• Pointing records
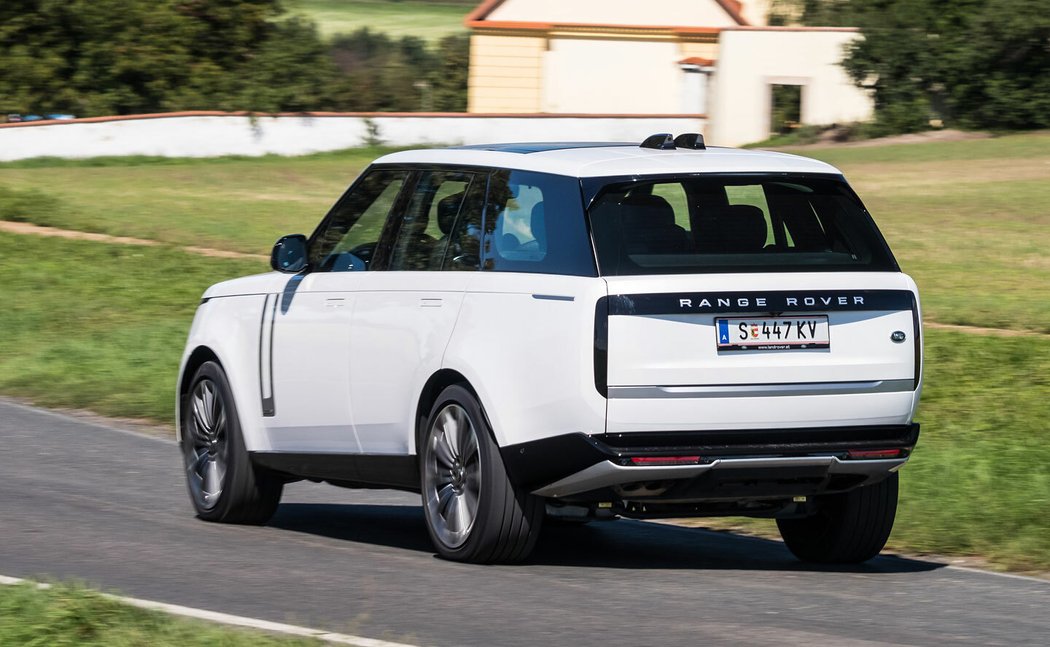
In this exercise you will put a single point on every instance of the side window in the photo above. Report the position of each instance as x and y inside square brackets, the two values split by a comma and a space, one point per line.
[424, 232]
[536, 223]
[674, 194]
[349, 236]
[462, 248]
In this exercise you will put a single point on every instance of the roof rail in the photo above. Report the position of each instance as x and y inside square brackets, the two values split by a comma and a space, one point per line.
[662, 141]
[690, 140]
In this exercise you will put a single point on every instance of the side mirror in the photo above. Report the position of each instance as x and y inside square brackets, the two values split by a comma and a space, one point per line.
[290, 254]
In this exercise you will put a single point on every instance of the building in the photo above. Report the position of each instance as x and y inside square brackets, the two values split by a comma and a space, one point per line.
[710, 58]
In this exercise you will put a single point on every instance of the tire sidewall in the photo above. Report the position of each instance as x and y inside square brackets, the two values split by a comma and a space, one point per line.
[235, 453]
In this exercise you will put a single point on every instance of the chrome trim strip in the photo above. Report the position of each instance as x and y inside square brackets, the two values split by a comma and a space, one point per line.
[266, 354]
[553, 297]
[607, 473]
[760, 391]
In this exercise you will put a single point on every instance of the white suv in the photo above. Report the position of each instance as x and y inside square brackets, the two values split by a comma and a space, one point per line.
[576, 331]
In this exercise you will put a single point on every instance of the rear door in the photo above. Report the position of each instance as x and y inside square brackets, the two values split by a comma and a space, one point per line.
[752, 303]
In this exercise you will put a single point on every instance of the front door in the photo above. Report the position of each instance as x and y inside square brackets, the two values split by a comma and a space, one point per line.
[403, 317]
[310, 357]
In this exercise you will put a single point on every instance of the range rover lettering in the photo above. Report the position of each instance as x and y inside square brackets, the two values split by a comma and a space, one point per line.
[581, 331]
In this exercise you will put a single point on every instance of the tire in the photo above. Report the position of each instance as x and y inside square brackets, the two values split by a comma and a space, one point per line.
[848, 528]
[474, 513]
[223, 483]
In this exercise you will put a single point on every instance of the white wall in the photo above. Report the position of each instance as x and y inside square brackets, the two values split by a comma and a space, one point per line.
[660, 13]
[214, 134]
[751, 60]
[629, 77]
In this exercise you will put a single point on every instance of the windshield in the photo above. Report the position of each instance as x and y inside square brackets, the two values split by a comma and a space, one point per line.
[725, 223]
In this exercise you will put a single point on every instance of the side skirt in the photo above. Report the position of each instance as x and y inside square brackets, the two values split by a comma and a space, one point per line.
[345, 470]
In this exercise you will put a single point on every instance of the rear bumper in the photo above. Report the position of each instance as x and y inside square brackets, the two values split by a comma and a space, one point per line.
[729, 465]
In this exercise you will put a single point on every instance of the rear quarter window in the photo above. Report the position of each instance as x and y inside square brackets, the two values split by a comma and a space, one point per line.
[536, 223]
[731, 223]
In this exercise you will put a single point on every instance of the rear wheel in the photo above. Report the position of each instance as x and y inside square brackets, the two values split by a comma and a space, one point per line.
[224, 485]
[474, 513]
[847, 528]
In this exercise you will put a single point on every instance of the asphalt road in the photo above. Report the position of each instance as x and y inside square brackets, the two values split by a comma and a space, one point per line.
[79, 501]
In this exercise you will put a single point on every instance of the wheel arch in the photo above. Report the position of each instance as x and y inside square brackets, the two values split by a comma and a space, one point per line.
[428, 395]
[196, 358]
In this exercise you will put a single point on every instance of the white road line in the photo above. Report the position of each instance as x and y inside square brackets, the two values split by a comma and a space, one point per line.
[237, 621]
[79, 420]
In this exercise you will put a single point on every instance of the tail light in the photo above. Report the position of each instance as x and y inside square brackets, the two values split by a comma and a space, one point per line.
[665, 460]
[876, 454]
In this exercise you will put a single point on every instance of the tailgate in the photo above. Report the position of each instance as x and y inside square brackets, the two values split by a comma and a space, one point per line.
[733, 351]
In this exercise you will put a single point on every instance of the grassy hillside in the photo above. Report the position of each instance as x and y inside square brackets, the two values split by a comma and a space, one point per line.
[427, 19]
[968, 220]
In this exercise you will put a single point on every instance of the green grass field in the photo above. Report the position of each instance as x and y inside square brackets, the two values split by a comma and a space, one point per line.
[101, 327]
[237, 204]
[67, 614]
[967, 220]
[427, 19]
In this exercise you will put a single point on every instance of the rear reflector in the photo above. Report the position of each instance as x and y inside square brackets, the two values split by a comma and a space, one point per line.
[665, 460]
[875, 454]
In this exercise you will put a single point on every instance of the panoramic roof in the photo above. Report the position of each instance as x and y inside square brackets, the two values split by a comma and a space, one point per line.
[595, 160]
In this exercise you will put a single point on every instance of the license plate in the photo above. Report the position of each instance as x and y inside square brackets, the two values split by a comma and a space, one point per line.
[773, 334]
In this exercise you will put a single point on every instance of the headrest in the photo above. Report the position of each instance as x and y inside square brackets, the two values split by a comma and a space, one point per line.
[538, 223]
[649, 210]
[740, 228]
[447, 210]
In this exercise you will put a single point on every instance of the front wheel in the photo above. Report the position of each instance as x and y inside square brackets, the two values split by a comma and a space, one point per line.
[474, 513]
[847, 528]
[224, 484]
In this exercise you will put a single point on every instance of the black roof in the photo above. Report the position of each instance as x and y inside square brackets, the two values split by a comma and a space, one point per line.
[527, 147]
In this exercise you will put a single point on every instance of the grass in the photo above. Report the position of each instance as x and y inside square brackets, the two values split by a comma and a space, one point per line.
[967, 220]
[979, 481]
[427, 19]
[69, 614]
[97, 326]
[242, 204]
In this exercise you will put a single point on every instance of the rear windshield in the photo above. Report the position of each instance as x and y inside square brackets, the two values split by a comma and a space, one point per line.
[733, 224]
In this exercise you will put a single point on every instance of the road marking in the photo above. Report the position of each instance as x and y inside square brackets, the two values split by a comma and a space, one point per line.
[738, 534]
[237, 621]
[84, 420]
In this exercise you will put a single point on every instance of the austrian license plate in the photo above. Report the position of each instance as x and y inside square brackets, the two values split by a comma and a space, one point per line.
[773, 334]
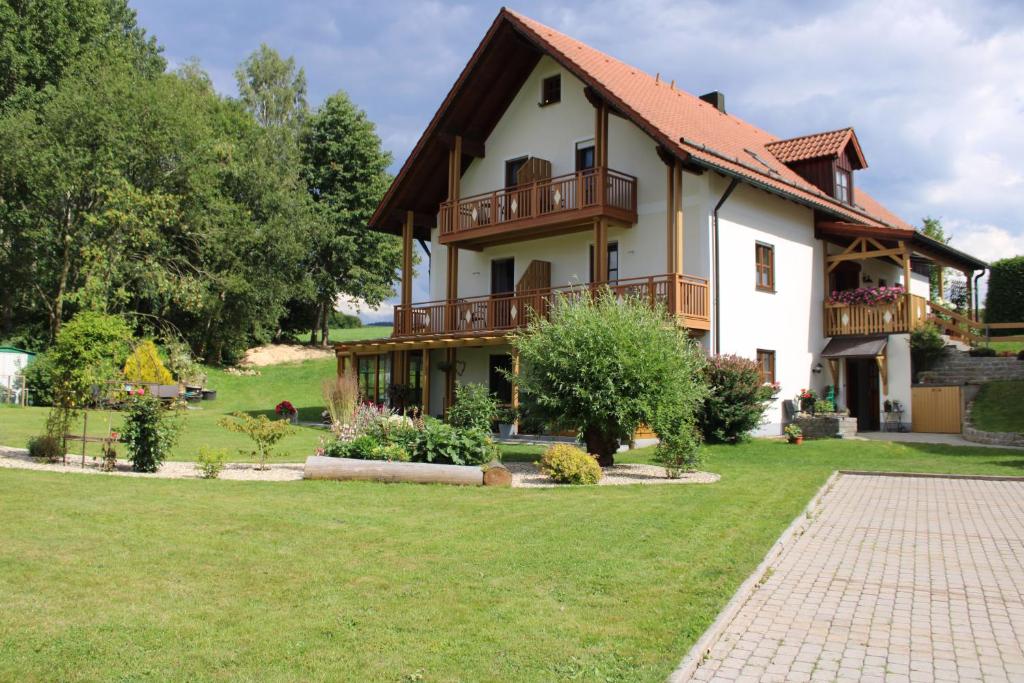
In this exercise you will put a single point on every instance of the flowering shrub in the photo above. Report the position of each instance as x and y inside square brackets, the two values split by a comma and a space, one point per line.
[285, 409]
[736, 399]
[870, 296]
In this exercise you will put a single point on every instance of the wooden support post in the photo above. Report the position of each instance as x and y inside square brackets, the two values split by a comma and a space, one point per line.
[677, 229]
[425, 383]
[515, 386]
[970, 294]
[670, 214]
[907, 300]
[407, 273]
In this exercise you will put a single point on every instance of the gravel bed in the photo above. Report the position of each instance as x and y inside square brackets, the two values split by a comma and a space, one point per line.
[18, 458]
[526, 475]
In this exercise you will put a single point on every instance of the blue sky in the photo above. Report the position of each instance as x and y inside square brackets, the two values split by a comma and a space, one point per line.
[934, 89]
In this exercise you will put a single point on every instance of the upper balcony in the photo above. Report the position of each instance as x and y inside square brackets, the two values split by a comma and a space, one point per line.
[545, 207]
[897, 316]
[685, 297]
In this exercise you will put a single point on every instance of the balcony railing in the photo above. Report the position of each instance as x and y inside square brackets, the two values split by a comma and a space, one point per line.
[683, 296]
[588, 194]
[845, 318]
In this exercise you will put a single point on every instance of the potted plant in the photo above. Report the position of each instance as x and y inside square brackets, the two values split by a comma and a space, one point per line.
[508, 422]
[286, 411]
[794, 433]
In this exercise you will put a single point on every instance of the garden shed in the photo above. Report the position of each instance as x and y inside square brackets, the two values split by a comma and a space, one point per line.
[12, 364]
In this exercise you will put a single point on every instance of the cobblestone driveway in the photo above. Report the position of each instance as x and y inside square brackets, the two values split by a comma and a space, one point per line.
[898, 579]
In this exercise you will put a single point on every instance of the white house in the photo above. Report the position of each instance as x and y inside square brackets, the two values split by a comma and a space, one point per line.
[554, 153]
[12, 365]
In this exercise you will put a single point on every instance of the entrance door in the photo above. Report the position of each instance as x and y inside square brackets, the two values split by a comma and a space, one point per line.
[862, 392]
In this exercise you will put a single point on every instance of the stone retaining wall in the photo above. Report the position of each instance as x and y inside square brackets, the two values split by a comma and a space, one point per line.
[960, 368]
[826, 426]
[991, 438]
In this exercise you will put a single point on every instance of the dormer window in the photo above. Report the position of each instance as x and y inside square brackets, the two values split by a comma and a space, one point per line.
[551, 90]
[843, 186]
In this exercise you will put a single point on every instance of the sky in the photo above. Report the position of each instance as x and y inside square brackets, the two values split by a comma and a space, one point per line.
[934, 89]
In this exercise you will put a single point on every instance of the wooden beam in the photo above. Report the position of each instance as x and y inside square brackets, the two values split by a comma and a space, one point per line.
[425, 383]
[883, 372]
[908, 303]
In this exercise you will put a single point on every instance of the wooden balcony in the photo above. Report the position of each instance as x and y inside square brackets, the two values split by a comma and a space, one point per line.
[843, 318]
[551, 206]
[684, 296]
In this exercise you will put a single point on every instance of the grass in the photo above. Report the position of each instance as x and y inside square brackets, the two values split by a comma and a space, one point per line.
[119, 579]
[355, 334]
[299, 383]
[998, 408]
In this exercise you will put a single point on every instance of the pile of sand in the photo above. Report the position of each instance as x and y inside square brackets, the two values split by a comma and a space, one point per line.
[272, 354]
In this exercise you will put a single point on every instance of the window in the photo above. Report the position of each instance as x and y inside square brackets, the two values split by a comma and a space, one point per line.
[585, 155]
[512, 167]
[498, 383]
[612, 261]
[843, 186]
[551, 90]
[766, 363]
[765, 257]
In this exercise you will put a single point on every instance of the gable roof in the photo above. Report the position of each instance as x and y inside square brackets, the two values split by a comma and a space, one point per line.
[816, 145]
[684, 125]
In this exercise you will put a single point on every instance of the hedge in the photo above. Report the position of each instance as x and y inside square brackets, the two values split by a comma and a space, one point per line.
[1005, 301]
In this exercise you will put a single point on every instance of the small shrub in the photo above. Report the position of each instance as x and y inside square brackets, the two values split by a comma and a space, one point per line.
[211, 462]
[148, 433]
[474, 408]
[679, 452]
[567, 464]
[341, 394]
[359, 447]
[823, 406]
[264, 432]
[927, 346]
[440, 442]
[736, 399]
[46, 447]
[144, 366]
[793, 431]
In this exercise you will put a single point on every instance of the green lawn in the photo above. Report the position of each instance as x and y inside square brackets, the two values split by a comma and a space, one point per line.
[998, 408]
[299, 383]
[119, 579]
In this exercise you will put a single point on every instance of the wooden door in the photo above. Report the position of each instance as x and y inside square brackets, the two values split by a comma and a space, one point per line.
[936, 410]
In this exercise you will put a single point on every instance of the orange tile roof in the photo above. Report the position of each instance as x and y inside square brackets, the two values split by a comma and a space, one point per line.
[811, 146]
[688, 125]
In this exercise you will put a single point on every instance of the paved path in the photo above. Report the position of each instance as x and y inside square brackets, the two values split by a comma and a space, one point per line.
[898, 579]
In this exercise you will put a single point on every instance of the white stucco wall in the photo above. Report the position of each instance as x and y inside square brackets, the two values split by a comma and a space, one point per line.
[552, 132]
[788, 321]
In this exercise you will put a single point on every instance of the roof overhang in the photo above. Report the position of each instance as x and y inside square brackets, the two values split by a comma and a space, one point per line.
[855, 347]
[920, 244]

• EXERCISE AIM
Pull out every line from the one with "the green lawn" to the end of the listing, and output only those.

• ANSWER
In this exercise you will put a single point on every instance of the green lawn in the photo above. Report the position of each instance as x and y inside square brackets, the two values split by a comma and a space, one point per line.
[998, 408]
[299, 383]
[119, 579]
In this exercise you will put a single point on every instance of the wooden door in the photo above. Report the position of each instance as x and y inside square brackets, the two values split by a comma and a space, one point per line.
[936, 410]
In this exercise you will put a single point on every instance of the orange tile roof in the photo above. Report the position of each instance as x and y inside square brackets, the two values split by a comma and a space, one point per line.
[811, 146]
[688, 125]
In this exercise you will put a single point on every instance of the paved path in the photo above. Report the position of each instance as x and y inside square brackets, the two values split by a comma and a space, one point per line.
[898, 579]
In this exercise you will put a single point on every instance of the white stucco wall in the photo above. Report the position of each instance as x and y inside square brackets, the two values split by a comma and a space, one point per line.
[552, 132]
[788, 321]
In this exercise you will put a single point on every instance of the roof overhang in the photo above. Report the position of each instance as x and y inside square brackets, the two values split by a comma and a space, one point per line.
[855, 347]
[920, 244]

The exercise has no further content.